Pull out each line in the data below that contains the word "biscuit", and copy each of those lines in full.
----- Material for the task
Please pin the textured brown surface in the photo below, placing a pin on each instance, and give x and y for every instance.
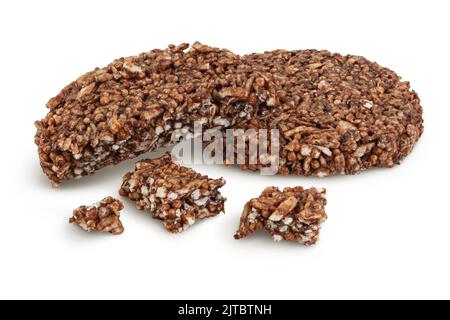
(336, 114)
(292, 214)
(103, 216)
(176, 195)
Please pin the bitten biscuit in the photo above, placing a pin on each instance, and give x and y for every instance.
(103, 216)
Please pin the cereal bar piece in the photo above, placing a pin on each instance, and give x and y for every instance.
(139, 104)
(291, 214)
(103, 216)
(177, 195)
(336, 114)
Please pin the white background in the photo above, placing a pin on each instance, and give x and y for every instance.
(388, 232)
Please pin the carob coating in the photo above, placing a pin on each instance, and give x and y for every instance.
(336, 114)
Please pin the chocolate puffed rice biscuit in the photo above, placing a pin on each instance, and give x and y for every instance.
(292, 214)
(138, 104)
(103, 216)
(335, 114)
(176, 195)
----------
----- Material for the task
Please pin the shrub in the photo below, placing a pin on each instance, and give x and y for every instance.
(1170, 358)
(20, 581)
----------
* Correct output
Please pin the bitten biscuit in the photo above, placing a pin on each instance, and give x and y for every instance.
Please pin the chocolate puffed rice biscuit in the photo above, placing a pin on each instance, and give x and y for every instance.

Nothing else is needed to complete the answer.